◆ What the task requires
Reproduce word for word the data from the line with "Look at the image above and tell me: does any gabled" up to and including the line with "[[97, 191, 116, 203]]".

◆ Source data
▬▬▬▬▬▬

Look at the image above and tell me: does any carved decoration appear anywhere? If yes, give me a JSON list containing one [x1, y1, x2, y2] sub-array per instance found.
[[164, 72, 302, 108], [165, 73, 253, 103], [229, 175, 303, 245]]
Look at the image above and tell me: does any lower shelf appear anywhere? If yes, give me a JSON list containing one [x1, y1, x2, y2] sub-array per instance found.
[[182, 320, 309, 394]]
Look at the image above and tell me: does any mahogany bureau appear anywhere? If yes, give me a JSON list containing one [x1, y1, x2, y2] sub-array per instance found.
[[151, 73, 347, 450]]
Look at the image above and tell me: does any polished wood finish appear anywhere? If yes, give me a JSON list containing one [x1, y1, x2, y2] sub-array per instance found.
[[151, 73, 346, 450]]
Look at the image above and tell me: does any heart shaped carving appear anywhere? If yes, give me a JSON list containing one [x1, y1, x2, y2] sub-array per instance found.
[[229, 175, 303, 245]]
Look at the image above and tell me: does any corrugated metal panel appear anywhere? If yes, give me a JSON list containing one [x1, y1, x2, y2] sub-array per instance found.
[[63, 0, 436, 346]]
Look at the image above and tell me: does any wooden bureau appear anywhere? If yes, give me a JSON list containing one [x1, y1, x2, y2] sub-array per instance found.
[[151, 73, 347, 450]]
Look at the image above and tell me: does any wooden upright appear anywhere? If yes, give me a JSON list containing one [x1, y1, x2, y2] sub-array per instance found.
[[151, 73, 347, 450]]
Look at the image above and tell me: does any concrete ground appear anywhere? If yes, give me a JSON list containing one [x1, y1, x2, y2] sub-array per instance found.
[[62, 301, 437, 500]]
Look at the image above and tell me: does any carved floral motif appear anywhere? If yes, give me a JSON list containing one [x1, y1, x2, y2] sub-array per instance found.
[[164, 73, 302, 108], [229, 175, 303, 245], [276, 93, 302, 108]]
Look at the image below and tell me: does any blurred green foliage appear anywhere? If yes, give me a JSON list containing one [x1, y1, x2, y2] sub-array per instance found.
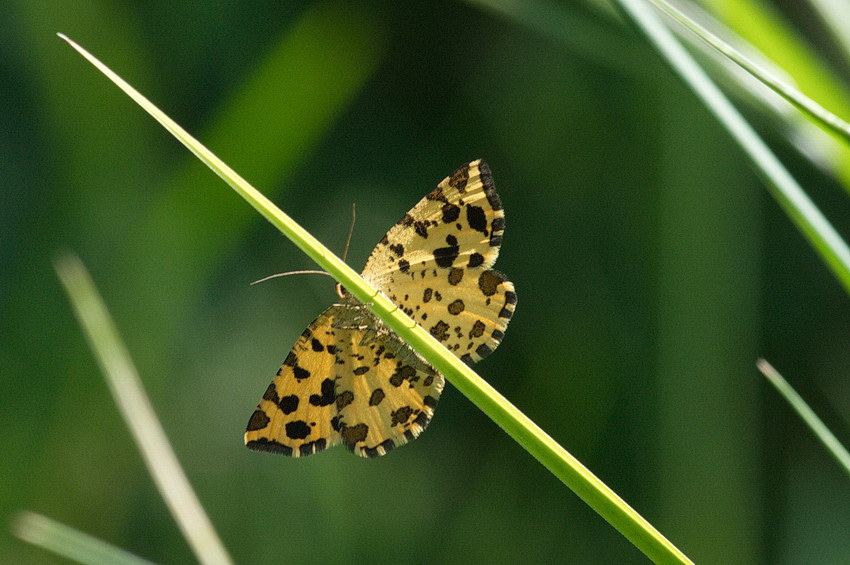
[[0, 0, 850, 563]]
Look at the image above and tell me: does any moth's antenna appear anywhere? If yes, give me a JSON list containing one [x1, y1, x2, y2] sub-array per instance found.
[[251, 202, 357, 298], [342, 202, 357, 261], [251, 270, 333, 285]]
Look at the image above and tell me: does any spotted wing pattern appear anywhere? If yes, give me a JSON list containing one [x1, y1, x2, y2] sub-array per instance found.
[[245, 156, 516, 457]]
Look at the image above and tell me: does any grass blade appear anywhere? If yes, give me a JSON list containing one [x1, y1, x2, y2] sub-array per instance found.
[[60, 35, 690, 563], [652, 0, 850, 143], [616, 0, 850, 300], [756, 359, 850, 474], [12, 512, 153, 565], [55, 255, 232, 565]]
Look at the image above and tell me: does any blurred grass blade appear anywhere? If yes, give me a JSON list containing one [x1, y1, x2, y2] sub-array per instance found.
[[651, 0, 850, 144], [615, 0, 850, 293], [60, 35, 690, 563], [12, 512, 153, 565], [756, 359, 850, 474], [55, 255, 232, 565], [809, 0, 850, 65]]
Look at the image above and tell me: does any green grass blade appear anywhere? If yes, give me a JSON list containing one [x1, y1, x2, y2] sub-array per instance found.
[[756, 359, 850, 475], [62, 36, 690, 563], [616, 0, 850, 300], [12, 512, 153, 565], [55, 255, 232, 565], [652, 0, 850, 143]]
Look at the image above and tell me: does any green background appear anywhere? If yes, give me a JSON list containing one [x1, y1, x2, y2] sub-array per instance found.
[[0, 1, 850, 563]]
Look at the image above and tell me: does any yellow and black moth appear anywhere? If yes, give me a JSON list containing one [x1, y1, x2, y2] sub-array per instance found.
[[245, 156, 516, 457]]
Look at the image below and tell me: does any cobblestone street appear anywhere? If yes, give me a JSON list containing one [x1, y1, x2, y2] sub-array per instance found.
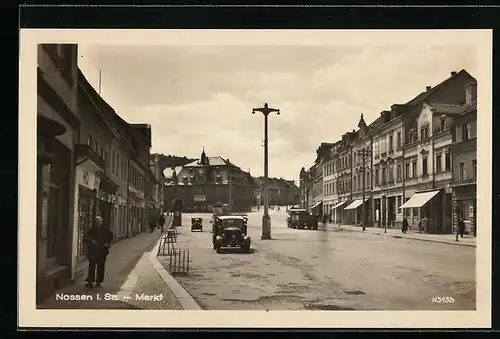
[[160, 211, 476, 310], [38, 220, 182, 310]]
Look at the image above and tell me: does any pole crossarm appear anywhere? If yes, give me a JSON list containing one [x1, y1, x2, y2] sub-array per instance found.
[[252, 102, 280, 240]]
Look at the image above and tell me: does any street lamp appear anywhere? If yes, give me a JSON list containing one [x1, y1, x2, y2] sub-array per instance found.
[[252, 102, 280, 240], [357, 148, 371, 232]]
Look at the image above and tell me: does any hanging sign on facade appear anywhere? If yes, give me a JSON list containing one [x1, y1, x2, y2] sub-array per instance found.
[[193, 194, 207, 202]]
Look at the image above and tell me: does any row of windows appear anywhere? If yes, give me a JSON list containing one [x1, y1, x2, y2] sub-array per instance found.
[[373, 131, 401, 158], [323, 152, 477, 195], [87, 135, 144, 190], [458, 159, 477, 181]]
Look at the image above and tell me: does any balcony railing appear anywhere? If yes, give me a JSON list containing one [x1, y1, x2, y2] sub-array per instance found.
[[75, 144, 106, 171], [451, 178, 476, 186]]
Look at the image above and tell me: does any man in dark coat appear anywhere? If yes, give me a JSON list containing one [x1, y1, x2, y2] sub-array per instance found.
[[85, 216, 113, 288], [158, 214, 165, 233], [457, 218, 465, 238], [401, 218, 408, 234]]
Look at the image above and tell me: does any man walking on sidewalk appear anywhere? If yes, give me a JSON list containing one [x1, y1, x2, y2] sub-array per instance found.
[[85, 216, 113, 288], [158, 213, 165, 234]]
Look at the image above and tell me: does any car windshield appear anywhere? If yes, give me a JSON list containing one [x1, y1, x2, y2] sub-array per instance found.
[[222, 219, 243, 228]]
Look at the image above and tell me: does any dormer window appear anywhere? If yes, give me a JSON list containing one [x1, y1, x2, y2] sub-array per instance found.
[[439, 115, 446, 132], [420, 125, 429, 141]]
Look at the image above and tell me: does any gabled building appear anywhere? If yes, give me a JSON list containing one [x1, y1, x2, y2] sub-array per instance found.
[[36, 44, 79, 303], [450, 80, 477, 236], [164, 149, 255, 212]]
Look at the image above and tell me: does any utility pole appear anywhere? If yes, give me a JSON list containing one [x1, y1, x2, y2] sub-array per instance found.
[[228, 172, 233, 214], [252, 102, 280, 240], [99, 69, 102, 95]]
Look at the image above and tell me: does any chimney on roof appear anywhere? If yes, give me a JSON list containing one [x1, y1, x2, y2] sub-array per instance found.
[[465, 80, 477, 104]]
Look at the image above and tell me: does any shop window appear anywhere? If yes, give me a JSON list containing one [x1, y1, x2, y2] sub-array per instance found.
[[444, 151, 451, 171], [462, 124, 471, 141], [459, 161, 467, 181], [436, 153, 443, 173], [422, 157, 428, 176], [411, 160, 417, 178]]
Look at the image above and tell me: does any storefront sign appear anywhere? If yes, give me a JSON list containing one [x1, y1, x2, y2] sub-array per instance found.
[[97, 191, 116, 203]]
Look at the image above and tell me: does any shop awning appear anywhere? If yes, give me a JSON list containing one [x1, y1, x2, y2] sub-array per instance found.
[[311, 201, 323, 208], [344, 199, 367, 211], [332, 200, 347, 209], [401, 190, 439, 208]]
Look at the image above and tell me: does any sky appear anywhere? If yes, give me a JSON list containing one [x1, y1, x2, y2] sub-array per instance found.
[[78, 44, 476, 186]]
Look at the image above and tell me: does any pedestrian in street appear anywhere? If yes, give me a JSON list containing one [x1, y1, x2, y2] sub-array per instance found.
[[84, 216, 113, 288], [401, 218, 408, 234], [148, 216, 156, 233], [158, 214, 165, 234], [457, 218, 465, 239], [422, 218, 429, 234]]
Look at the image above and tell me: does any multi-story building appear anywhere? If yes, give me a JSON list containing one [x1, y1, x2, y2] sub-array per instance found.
[[323, 145, 338, 220], [73, 70, 119, 277], [301, 70, 476, 233], [36, 44, 80, 303], [336, 130, 356, 223], [103, 113, 135, 240], [149, 153, 165, 214], [164, 150, 256, 212], [309, 142, 333, 216], [450, 80, 477, 236], [371, 105, 404, 227], [257, 177, 298, 206], [344, 114, 373, 226], [402, 70, 474, 233]]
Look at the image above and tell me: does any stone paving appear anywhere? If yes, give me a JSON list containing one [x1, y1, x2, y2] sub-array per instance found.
[[164, 211, 476, 310], [37, 218, 182, 310]]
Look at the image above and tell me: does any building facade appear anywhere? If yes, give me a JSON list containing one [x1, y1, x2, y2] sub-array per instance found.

▬▬▬▬▬▬

◆ The solution
Look at the image above and tell me: does any gabled building appear anywhere? If yes, give me a JSON list containing one [x1, y1, x2, y2] sub-array per instance found.
[[36, 44, 79, 303], [450, 80, 477, 236], [164, 149, 255, 212]]
Look at the image above and tell me: does any utility pole appear anywhere? If yes, give me a JSON list containing one [x1, y1, x2, y2] sub-array per instance found.
[[228, 172, 233, 214], [252, 102, 280, 240], [99, 69, 102, 95]]
Look at the image above and tell me: does any chimney on roof appear anywhere? If yes, give me a JSON list containing one [x1, y1, x2, y2] sub-array per instance found.
[[465, 80, 477, 104]]
Look at the image above and tell me: does any shop window appear anywhere? If yes, give me a JSON list containing one [x1, y1, x2, y2] sub-array per instance found.
[[444, 151, 451, 171], [462, 124, 471, 141], [459, 161, 467, 181], [436, 153, 443, 173], [422, 157, 428, 176], [411, 160, 417, 178]]
Look at the image above and tell me: does any storefront sign appear anywhere? If yes, give me a JSON list containing one [x1, y1, x2, y2] sub-array per instance found.
[[97, 191, 116, 203]]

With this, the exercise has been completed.